What to work on →
Copy all of the items below, replacing "snug" with "tight" and leaving everything else unchanged.

Information supplied →
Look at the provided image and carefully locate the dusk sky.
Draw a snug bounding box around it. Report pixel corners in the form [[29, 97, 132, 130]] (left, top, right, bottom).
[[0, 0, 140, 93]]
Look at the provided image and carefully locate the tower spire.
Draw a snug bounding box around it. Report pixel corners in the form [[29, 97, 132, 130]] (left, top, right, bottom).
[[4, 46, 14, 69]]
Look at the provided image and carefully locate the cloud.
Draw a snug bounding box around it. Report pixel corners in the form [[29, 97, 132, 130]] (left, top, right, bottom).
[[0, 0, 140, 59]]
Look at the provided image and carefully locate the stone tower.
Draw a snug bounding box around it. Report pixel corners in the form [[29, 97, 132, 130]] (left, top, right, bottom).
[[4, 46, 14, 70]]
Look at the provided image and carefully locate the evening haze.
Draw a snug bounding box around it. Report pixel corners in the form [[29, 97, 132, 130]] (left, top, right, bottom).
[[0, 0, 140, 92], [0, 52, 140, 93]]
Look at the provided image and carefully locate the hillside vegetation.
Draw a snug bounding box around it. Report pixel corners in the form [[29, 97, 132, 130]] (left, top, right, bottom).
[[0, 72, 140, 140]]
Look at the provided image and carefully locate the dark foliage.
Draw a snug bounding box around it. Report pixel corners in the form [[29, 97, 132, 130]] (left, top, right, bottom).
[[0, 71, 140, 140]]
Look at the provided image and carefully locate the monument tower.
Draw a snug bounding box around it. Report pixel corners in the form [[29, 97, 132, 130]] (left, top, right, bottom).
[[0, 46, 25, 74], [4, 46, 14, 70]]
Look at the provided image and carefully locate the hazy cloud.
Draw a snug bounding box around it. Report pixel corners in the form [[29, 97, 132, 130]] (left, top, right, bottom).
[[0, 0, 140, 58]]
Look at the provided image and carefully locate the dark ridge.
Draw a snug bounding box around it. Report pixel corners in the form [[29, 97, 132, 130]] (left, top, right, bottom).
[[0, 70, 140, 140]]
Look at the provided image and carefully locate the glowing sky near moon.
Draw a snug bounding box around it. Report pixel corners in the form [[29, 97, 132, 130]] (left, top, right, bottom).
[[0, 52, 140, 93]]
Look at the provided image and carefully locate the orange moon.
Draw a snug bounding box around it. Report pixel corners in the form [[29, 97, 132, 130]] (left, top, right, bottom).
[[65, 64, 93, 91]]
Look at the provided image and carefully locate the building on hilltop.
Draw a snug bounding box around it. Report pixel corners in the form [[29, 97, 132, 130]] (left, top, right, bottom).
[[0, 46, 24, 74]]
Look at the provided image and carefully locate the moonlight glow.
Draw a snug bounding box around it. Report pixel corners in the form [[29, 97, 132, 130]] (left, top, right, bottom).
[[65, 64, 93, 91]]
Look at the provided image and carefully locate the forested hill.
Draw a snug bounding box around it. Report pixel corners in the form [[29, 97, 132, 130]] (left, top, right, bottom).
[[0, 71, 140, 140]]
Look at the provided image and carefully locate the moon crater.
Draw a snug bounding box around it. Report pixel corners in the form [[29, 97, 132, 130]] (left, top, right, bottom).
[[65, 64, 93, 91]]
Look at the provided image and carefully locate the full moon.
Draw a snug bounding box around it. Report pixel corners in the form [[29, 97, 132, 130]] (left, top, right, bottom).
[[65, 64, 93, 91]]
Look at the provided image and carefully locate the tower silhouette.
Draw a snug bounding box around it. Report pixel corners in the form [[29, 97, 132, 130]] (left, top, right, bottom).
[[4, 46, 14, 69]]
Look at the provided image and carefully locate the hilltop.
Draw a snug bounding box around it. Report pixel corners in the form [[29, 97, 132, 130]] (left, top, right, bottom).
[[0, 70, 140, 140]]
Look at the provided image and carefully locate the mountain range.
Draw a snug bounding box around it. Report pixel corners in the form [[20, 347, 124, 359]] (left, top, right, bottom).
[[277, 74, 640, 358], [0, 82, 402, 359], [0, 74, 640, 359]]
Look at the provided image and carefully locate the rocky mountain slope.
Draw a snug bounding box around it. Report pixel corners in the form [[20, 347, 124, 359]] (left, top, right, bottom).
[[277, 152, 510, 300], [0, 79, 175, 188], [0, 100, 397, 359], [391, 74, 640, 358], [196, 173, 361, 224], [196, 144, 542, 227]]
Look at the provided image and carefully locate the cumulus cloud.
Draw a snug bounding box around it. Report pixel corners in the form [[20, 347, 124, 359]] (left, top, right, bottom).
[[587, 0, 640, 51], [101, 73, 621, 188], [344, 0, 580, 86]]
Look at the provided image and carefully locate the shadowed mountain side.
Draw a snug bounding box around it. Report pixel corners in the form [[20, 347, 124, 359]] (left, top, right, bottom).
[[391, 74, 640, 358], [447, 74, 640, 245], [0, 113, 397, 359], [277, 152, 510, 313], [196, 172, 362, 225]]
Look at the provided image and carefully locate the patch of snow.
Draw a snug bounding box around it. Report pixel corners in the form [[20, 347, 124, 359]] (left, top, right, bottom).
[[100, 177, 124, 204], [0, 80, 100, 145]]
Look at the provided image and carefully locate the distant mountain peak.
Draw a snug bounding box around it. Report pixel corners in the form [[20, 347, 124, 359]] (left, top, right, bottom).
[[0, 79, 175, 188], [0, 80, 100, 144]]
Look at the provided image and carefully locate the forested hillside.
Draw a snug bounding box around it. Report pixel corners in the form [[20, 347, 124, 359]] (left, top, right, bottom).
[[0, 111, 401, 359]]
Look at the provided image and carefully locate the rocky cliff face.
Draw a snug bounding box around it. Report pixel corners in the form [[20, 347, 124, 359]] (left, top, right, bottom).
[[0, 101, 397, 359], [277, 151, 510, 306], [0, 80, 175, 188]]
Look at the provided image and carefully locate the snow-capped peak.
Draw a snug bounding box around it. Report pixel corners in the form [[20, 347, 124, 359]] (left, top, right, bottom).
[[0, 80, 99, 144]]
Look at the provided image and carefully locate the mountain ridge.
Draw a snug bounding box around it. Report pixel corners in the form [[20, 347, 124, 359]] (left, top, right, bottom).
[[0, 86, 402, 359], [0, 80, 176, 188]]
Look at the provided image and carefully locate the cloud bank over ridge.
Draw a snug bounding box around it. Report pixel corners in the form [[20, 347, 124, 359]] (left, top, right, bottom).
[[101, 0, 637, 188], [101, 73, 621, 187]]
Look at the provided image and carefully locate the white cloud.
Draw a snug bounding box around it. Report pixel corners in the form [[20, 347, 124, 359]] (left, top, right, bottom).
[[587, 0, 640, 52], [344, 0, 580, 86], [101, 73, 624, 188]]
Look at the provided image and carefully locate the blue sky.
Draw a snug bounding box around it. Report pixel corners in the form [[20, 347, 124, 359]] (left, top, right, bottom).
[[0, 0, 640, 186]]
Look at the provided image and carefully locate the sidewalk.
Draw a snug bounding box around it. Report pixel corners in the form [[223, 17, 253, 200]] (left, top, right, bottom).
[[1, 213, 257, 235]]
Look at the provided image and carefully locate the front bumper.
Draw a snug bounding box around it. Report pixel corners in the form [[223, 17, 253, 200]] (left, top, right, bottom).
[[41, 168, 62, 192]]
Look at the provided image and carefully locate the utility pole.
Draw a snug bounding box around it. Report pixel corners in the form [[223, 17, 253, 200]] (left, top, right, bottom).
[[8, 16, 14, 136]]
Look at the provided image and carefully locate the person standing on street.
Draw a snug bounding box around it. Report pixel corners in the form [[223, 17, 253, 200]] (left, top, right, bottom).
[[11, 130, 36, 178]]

Result below →
Look at the provided image and carefully locate the dusk sky.
Draw a tight bounding box around it. Report pixel corners in the form [[29, 97, 132, 130]] (left, top, right, bottom).
[[0, 0, 140, 93]]
Look at the provided image and carefully locate the tower spire.
Draw a tight bounding box around it. Report pixel corners in the form [[29, 97, 132, 130]] (left, top, right, bottom).
[[4, 46, 14, 69]]
Look at the provided image and carefully locate the cloud.
Draw a tight bounding box around it. Report pixel corners in the form [[29, 97, 132, 130]] (left, top, right, bottom).
[[0, 0, 140, 59]]
Look at the provided image and carefully locate the stone tower.
Draw a tight bounding box around it. Report pixel corners in the form [[29, 97, 132, 130]] (left, top, right, bottom).
[[4, 46, 14, 70]]
Look at the provided image and carefully locate the evening haze.
Draw a tight bounding box around it. Report pixel corners in the form [[29, 97, 132, 130]] (left, top, right, bottom).
[[0, 0, 140, 92], [0, 52, 140, 93]]
Look at the provided image and carefully locate the hillside vegetation.
Draw a tight bounding box around it. Report pixel corners in the form [[29, 97, 132, 130]] (left, top, right, bottom).
[[0, 72, 140, 140]]
Look at the provided image and carefully locate the dark foliage.
Draw a tight bounding box around it. Report pixel corners in the form [[29, 97, 132, 130]] (left, top, right, bottom).
[[0, 71, 140, 140]]
Look at the provided image and carefully locate the monument tower.
Draw a tight bounding box around it. Report pixel corners in the form [[29, 97, 132, 130]] (left, top, right, bottom).
[[0, 46, 25, 74], [4, 46, 14, 70]]
Look at the provided image and carefully locate the hazy cloud.
Draw a tight bounding box around it. Report pixel corners in the form [[29, 97, 132, 130]] (left, top, right, bottom).
[[0, 0, 140, 58]]
Look at the provided image and carefully locate the dark ridge.
Draw a tight bounding box around it. Report pixel corners in the form [[29, 97, 132, 130]] (left, top, right, bottom).
[[0, 70, 140, 140]]
Look at the provided image and carefully locate the glowing sky near moon.
Draw a tight bounding box around it. Report pixel corners in the form [[29, 97, 132, 130]] (left, top, right, bottom).
[[0, 52, 140, 93]]
Look at the provided image and carefully locate the orange moon.
Draw a tight bounding box around it. Report pixel corners in the form [[29, 97, 132, 130]] (left, top, right, bottom).
[[65, 64, 93, 91]]
Look at the provided image and carefully locate the building on hilltop.
Draw a tight bounding box around it. Report pixel corners in the form [[29, 97, 132, 130]] (left, top, right, bottom).
[[0, 46, 24, 74]]
Look at the provided image and carefully locate the moonlight glow.
Draw a tight bounding box around it. Report pixel corners in the form [[29, 97, 132, 130]] (left, top, right, bottom).
[[65, 64, 93, 91]]
Look at the provided image and carefully locate the forested hill.
Draw a tight bounding box around it. Report pixel corners in the form [[29, 97, 132, 130]] (left, top, right, bottom).
[[0, 71, 140, 140]]
Look at the provided image and carefully locate the moon crater.
Draw a tight bounding box around it. Report pixel corners in the form [[29, 97, 132, 130]] (left, top, right, bottom).
[[65, 64, 93, 91]]
Look at the provided image and carefully locate the full moon.
Draw a tight bounding box around it. Report pixel corners in the form [[29, 97, 132, 130]] (left, top, right, bottom).
[[65, 64, 93, 91]]
Look at the provided image and carefully locate the tower silhouette.
Draw a tight bounding box around it. Report pixel corners in the form [[29, 97, 132, 130]] (left, top, right, bottom).
[[4, 46, 14, 69]]
Look at the provided image and carefully locate the hilltop.
Draw a tight bounding box around it. Report pixel corners in the form [[29, 97, 132, 130]] (left, top, right, bottom).
[[0, 70, 140, 140]]
Look at the provided image and carefully locate the mountain range.
Draw a tight bounding box around it. Report pixel corners in the form [[20, 347, 124, 359]] (left, top, right, bottom).
[[277, 74, 640, 358], [0, 82, 402, 359], [0, 74, 640, 359]]
Look at the provided image and carefully locate the rocky mountain slope.
Draw a tight bounding box around it. Report pixel corners in the form [[20, 347, 124, 359]] (left, top, right, bottom).
[[277, 152, 510, 300], [0, 79, 175, 188], [0, 100, 397, 359], [391, 74, 640, 358], [196, 173, 361, 224], [196, 144, 542, 227]]
Look at the provided image and carefully locate the cumulus cloud.
Draw a tight bounding box around it. Report pixel corners in the form [[20, 347, 124, 359]] (left, top, right, bottom).
[[587, 0, 640, 51], [101, 73, 621, 188], [344, 0, 580, 86]]
Look at the provided image and carefully locate the shadowed mountain side.
Draw a tight bounding box around it. Report pixel corners in the form [[20, 347, 124, 359]] (left, top, right, bottom).
[[391, 74, 640, 358], [447, 74, 640, 245], [0, 113, 397, 359], [277, 152, 510, 313], [196, 172, 362, 225]]
Look at the provided image and carefully locate the patch of snow.
Draw a tight bounding box around it. Report pixel corners in the form [[20, 347, 124, 359]] (left, top, right, bottom).
[[100, 177, 124, 204], [0, 80, 100, 145]]
Look at the provided image and carefully locate the distant mountain peak.
Draw a tight bounding box around it. Report pixel corners in the form [[20, 347, 124, 359]] (left, top, right, bottom).
[[0, 79, 175, 188], [0, 80, 100, 144]]
Look at the provided image and carefully locate the forested hillside.
Draw a tight bounding box around it. Report pixel corners in the form [[20, 347, 124, 359]] (left, top, right, bottom).
[[0, 111, 401, 359]]
Look at the provided image and carefully locate the rocky cliff face.
Draw a tight bounding box around it. Report pixel corners in the form [[20, 347, 124, 359]] (left, top, right, bottom).
[[0, 101, 397, 359], [277, 151, 510, 306], [0, 80, 175, 188]]
Look at the provided image and carefully locate the snow-capped peak.
Draw a tight bounding box around it. Report pixel corners in the form [[20, 347, 124, 359]] (left, top, right, bottom).
[[0, 80, 99, 144]]
Look at the provided image and carefully locate the mountain ridge.
Draw a tight bounding box around it. Report pixel corners in the form [[20, 347, 124, 359]] (left, top, right, bottom).
[[0, 86, 402, 359], [0, 80, 176, 188]]
Look at the provided image and carefully locate the cloud bank over ridge.
Draw a tight bounding box around it. Report pixel corners in the form [[20, 347, 124, 359]] (left, top, right, bottom).
[[101, 0, 637, 188], [101, 73, 621, 187]]
Look at the provided image and carefully locate the white cloud.
Draw a tight bounding box around it. Report pixel corners in the form [[20, 347, 124, 359]] (left, top, right, bottom).
[[587, 0, 640, 52], [344, 0, 580, 86], [101, 73, 624, 188]]
Look at the provided image and carefully locate the blue sky.
Draw a tight bounding box around it. Report pixel corners in the form [[20, 347, 124, 359]] (left, top, right, bottom).
[[0, 0, 640, 186]]
Look at the provided image and carefully locate the sidewalk.
Draw a tight bounding box around it. Report pixel corners in the form [[223, 17, 253, 200]] (left, top, right, bottom).
[[1, 213, 257, 235]]
Look at the provided image and carefully locate the front bumper.
Draw a tight bounding box around it. Report pixel corners in the form [[223, 17, 253, 200]] (left, top, right, bottom).
[[41, 168, 62, 192]]
Look at the provided image and carefully locate the utility pole.
Draw a tight bounding box around it. Report pixel corners in the form [[223, 17, 253, 200]] (left, top, right, bottom).
[[8, 16, 14, 136]]
Look at the provided image and carefully locate the person standing on street.
Draw a tight bounding box around it. Report pixel corners in the form [[223, 17, 253, 200]] (left, top, right, bottom).
[[11, 130, 36, 178]]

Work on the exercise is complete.